Provided text:
The way we were treated in our family of origin can affect us long after childhood. For instance, if you had a parent who constantly belittled you, compared you to others, or told you that you would never amount to anything, you likely carry those messages with you today. A parent’s struggles with mental health can also change your relationship with the world.
Genes and Temperament
Studies have shown our genetic makeup affects the amount of certain confidence-boosting chemicals our brain can access. Serotonin, a neurotransmitter associated with happiness and oxytocin, the “cuddle hormone,” can both be inhibited by certain genetic variations. Somewhere between 25 to 50 percent of the personality traits linked to confidence may be inherited. Some aspects of our behaviour also stem from our temperament. If you’re naturally more hesitant and watchful, especially in unfamiliar circumstances, you may have a tendency called “behavioral inhibition.” – When you’re confronted with a situation, you stop and check to see if everything seems the way you expected it to be. If something appears awry, you’re likely to move away from the situation.
Lack of self-confidence can come from not knowing the “rules” of the confidence game. For example, if we think we have to feel confident in order to act confidently, we set ourselves up for failure. Perfectionism is another form of faulty thinking that contributes to low self-confidence. If we believe we have to have something all figured out before we take action, those thoughts can keep us from doing the things we value. Even learning and understanding what confidence is and isn’t, as you’re doing in this chapter, is a big step toward boosting it.
Physical, sexual and emotional abuse can all significantly affect our feelings of self-worth.

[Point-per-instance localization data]
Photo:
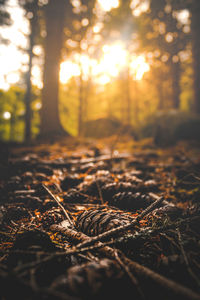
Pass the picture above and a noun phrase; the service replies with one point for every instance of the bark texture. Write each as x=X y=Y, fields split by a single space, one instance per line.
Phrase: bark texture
x=55 y=17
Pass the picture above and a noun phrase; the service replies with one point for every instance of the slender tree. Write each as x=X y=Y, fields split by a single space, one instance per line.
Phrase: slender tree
x=194 y=8
x=55 y=13
x=31 y=8
x=4 y=17
x=195 y=30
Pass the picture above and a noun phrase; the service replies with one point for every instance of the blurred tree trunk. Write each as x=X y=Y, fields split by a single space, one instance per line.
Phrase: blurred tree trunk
x=175 y=76
x=55 y=18
x=195 y=29
x=81 y=100
x=28 y=114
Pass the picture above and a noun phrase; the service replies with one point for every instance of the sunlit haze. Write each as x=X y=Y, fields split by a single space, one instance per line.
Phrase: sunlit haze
x=112 y=61
x=107 y=5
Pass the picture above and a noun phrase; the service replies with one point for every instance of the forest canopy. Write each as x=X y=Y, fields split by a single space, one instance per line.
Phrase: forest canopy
x=88 y=68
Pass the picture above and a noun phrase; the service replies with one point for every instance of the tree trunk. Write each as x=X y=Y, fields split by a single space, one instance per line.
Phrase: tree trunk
x=80 y=108
x=175 y=75
x=27 y=134
x=55 y=17
x=195 y=30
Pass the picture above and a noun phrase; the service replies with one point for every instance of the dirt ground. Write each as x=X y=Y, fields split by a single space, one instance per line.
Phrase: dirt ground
x=106 y=219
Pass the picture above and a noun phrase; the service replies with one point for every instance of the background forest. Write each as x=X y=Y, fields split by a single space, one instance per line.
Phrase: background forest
x=93 y=68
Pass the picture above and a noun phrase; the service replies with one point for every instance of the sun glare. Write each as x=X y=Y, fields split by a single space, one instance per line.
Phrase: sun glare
x=114 y=60
x=107 y=5
x=68 y=69
x=138 y=67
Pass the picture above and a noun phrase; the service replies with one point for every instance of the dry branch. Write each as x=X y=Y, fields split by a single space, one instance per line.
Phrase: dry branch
x=173 y=288
x=123 y=228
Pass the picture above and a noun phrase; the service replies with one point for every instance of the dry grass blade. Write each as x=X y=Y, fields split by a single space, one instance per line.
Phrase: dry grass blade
x=57 y=199
x=123 y=228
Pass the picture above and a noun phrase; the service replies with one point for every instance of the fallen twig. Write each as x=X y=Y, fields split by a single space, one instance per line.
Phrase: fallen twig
x=57 y=199
x=123 y=228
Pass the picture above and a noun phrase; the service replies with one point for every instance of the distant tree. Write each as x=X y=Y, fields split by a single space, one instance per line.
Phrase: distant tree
x=194 y=8
x=55 y=14
x=64 y=20
x=79 y=32
x=4 y=16
x=12 y=104
x=31 y=8
x=163 y=35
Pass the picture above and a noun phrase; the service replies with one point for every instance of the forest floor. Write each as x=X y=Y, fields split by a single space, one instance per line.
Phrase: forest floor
x=106 y=219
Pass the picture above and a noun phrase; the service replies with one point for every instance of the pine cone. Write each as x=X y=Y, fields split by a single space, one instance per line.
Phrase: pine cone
x=110 y=189
x=95 y=280
x=93 y=222
x=132 y=201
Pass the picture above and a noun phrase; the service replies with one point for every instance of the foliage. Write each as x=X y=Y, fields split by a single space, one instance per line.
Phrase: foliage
x=168 y=127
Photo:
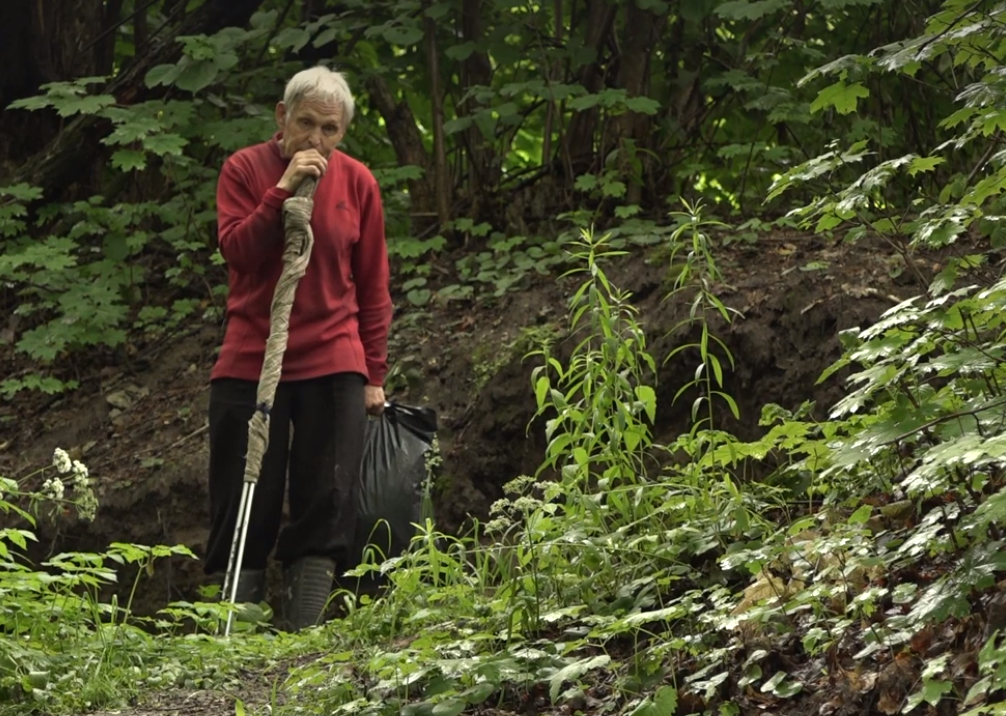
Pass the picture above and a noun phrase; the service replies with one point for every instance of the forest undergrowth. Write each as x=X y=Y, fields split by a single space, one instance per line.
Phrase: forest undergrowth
x=849 y=560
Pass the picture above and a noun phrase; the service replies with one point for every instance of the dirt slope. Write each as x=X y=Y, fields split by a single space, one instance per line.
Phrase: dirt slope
x=140 y=427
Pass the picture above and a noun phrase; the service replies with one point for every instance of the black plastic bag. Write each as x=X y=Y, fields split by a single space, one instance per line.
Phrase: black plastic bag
x=393 y=493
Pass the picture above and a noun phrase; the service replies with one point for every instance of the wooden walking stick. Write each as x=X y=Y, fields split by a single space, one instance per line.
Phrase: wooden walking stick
x=296 y=255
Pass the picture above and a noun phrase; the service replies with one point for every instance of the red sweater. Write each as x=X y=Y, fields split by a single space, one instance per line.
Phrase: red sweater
x=342 y=308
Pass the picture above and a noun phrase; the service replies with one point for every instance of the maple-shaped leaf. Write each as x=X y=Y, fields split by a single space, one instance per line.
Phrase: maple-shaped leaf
x=840 y=96
x=925 y=164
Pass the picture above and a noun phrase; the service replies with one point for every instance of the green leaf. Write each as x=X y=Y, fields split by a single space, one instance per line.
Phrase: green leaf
x=402 y=35
x=161 y=74
x=197 y=75
x=842 y=97
x=165 y=144
x=573 y=672
x=129 y=159
x=451 y=707
x=748 y=10
x=648 y=396
x=925 y=164
x=663 y=703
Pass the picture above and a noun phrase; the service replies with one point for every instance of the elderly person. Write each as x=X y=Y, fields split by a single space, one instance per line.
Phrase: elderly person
x=335 y=361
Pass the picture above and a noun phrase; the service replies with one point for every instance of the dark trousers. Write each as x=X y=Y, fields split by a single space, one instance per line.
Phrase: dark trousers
x=327 y=418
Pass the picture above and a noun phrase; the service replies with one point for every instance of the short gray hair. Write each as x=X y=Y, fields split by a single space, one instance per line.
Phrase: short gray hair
x=322 y=83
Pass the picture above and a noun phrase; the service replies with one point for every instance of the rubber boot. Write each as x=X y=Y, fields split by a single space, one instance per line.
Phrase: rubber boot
x=307 y=584
x=250 y=586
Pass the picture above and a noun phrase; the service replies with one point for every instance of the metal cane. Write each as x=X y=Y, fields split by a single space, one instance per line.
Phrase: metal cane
x=296 y=255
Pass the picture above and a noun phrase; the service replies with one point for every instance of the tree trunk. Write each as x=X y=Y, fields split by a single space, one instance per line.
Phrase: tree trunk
x=408 y=150
x=69 y=155
x=442 y=179
x=483 y=165
x=629 y=131
x=579 y=140
x=43 y=41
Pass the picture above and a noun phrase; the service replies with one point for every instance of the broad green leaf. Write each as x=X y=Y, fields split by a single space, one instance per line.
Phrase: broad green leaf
x=402 y=35
x=573 y=672
x=127 y=160
x=196 y=75
x=842 y=97
x=450 y=707
x=749 y=9
x=925 y=164
x=161 y=74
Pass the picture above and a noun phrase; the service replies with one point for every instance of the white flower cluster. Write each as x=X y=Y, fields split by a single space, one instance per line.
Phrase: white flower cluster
x=53 y=489
x=63 y=465
x=77 y=478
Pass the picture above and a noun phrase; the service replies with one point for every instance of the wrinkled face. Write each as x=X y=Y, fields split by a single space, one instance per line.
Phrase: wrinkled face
x=310 y=124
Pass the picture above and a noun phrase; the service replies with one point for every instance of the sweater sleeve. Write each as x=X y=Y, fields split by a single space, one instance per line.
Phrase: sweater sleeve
x=371 y=276
x=249 y=228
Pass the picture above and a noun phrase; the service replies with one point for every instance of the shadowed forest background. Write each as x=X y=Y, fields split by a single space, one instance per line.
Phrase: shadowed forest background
x=706 y=296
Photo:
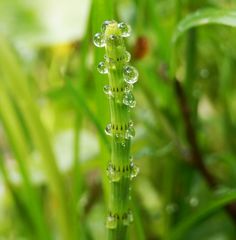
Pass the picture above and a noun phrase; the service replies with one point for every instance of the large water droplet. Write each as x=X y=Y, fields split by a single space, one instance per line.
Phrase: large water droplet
x=129 y=99
x=111 y=222
x=125 y=29
x=130 y=74
x=113 y=174
x=130 y=216
x=130 y=133
x=99 y=40
x=193 y=201
x=105 y=24
x=125 y=219
x=108 y=90
x=131 y=123
x=128 y=88
x=102 y=68
x=108 y=129
x=114 y=40
x=127 y=56
x=134 y=170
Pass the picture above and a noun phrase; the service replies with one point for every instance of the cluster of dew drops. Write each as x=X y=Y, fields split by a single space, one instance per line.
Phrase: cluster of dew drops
x=130 y=73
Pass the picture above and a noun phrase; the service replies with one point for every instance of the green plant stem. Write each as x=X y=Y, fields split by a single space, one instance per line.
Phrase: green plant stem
x=15 y=82
x=120 y=151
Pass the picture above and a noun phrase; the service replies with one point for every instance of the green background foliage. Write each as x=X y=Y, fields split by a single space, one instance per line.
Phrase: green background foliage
x=53 y=149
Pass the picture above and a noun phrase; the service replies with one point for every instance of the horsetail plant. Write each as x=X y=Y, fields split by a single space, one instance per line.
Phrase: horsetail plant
x=121 y=168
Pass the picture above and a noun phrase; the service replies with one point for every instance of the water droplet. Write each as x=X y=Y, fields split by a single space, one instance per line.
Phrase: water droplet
x=130 y=216
x=111 y=222
x=129 y=99
x=99 y=40
x=127 y=56
x=105 y=24
x=125 y=29
x=107 y=90
x=102 y=68
x=125 y=219
x=109 y=61
x=134 y=170
x=130 y=74
x=114 y=40
x=128 y=88
x=108 y=129
x=123 y=143
x=131 y=123
x=119 y=137
x=130 y=133
x=113 y=174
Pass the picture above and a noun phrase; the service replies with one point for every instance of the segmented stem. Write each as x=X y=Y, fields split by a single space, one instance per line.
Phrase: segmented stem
x=121 y=168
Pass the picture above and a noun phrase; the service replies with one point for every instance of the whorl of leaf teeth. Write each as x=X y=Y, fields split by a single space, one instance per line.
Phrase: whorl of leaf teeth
x=121 y=169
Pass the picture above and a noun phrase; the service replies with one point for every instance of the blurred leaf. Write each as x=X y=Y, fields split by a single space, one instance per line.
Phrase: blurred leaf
x=204 y=17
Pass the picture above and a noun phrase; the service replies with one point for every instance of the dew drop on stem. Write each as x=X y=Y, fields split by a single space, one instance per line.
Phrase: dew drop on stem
x=130 y=74
x=111 y=222
x=129 y=100
x=104 y=25
x=128 y=88
x=102 y=68
x=125 y=29
x=99 y=40
x=130 y=133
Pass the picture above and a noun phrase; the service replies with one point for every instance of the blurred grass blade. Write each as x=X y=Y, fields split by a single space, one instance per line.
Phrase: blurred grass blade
x=204 y=17
x=206 y=211
x=16 y=81
x=19 y=147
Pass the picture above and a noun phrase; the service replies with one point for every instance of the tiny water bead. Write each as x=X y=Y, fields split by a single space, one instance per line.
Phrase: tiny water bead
x=134 y=170
x=105 y=24
x=102 y=68
x=113 y=174
x=130 y=74
x=129 y=100
x=130 y=133
x=107 y=90
x=99 y=40
x=108 y=129
x=111 y=222
x=125 y=29
x=127 y=218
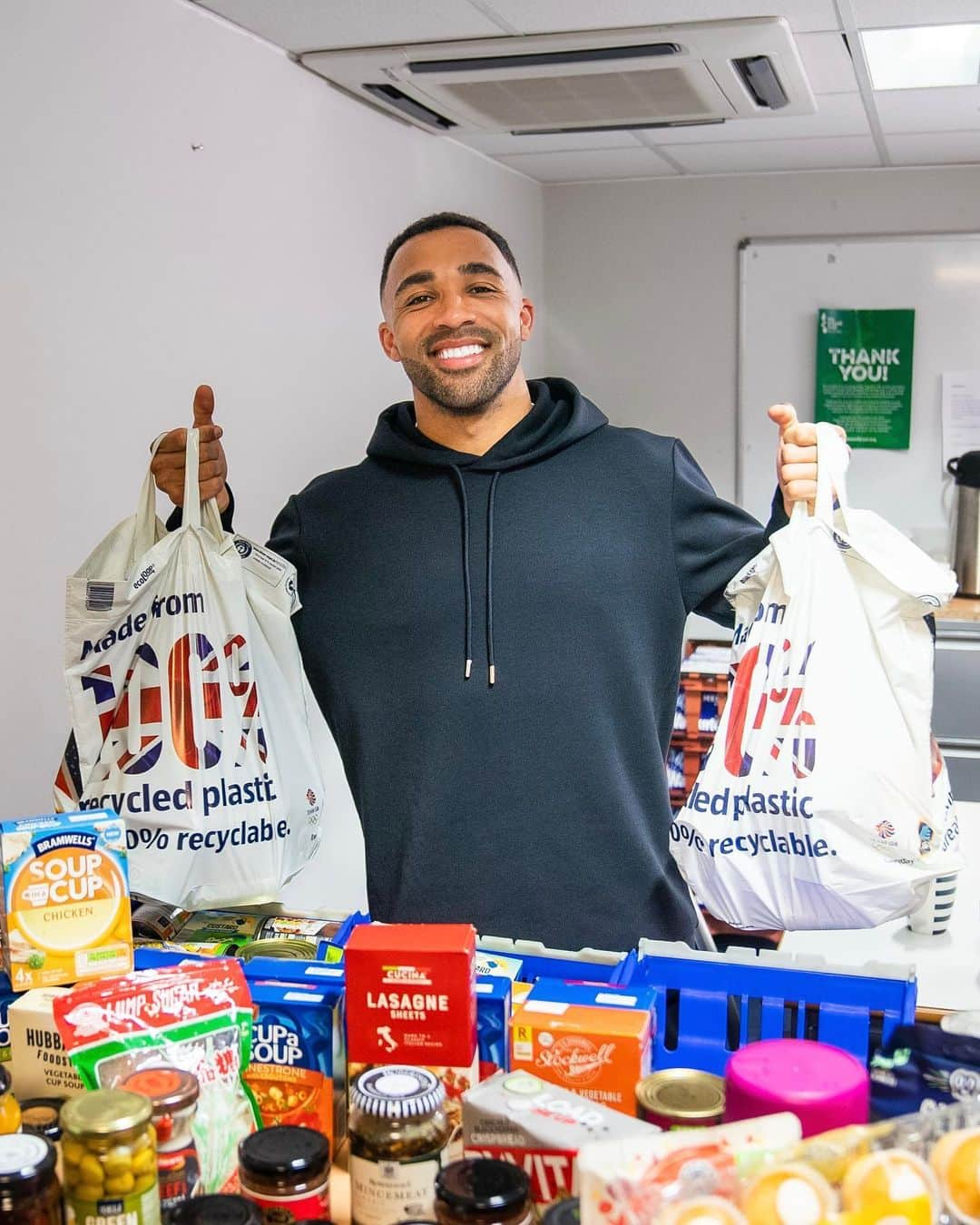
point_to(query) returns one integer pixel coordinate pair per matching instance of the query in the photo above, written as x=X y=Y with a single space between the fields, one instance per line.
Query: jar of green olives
x=109 y=1155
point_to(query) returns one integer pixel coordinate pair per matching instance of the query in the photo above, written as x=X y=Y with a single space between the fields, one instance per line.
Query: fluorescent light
x=923 y=56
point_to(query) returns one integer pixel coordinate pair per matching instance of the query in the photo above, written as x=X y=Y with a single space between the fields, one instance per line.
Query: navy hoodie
x=564 y=563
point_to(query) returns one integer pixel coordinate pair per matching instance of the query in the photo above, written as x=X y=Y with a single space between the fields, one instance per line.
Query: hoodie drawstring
x=466 y=569
x=467 y=585
x=490 y=577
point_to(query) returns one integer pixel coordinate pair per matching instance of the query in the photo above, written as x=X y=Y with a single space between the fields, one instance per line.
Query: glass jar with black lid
x=286 y=1170
x=30 y=1192
x=483 y=1191
x=216 y=1210
x=398 y=1132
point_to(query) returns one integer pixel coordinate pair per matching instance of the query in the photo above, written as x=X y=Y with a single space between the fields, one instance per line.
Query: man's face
x=455 y=318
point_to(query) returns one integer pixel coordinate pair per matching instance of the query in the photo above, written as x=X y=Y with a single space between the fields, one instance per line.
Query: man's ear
x=387 y=342
x=527 y=318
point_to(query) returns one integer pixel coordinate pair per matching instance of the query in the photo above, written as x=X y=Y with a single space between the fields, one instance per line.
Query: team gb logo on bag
x=778 y=716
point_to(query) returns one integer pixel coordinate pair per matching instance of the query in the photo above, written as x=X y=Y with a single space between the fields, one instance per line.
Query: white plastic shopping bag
x=191 y=716
x=810 y=808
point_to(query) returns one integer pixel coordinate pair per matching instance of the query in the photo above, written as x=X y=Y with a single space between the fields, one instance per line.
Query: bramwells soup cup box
x=65 y=899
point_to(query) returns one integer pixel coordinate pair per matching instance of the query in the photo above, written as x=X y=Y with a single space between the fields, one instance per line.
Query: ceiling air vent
x=646 y=76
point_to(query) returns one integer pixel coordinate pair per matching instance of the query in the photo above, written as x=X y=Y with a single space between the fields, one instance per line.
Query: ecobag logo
x=766 y=706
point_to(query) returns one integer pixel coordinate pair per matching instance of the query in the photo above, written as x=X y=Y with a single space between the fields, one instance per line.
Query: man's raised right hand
x=168 y=462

Exercise: In the text on where low confidence comes from, write out everything from "Lack of self-confidence" down to "feelings of self-worth.", swapping out "self-confidence" and putting "self-esteem" in its place.

Written response:
Lack of self-esteem can come from not knowing the “rules” of the confidence game. For example, if we think we have to feel confident in order to act confidently, we set ourselves up for failure. Perfectionism is another form of faulty thinking that contributes to low self-esteem. If we believe we have to have something all figured out before we take action, those thoughts can keep us from doing the things we value. Even learning and understanding what confidence is and isn’t, as you’re doing in this chapter, is a big step toward boosting it.
Physical, sexual and emotional abuse can all significantly affect our feelings of self-worth.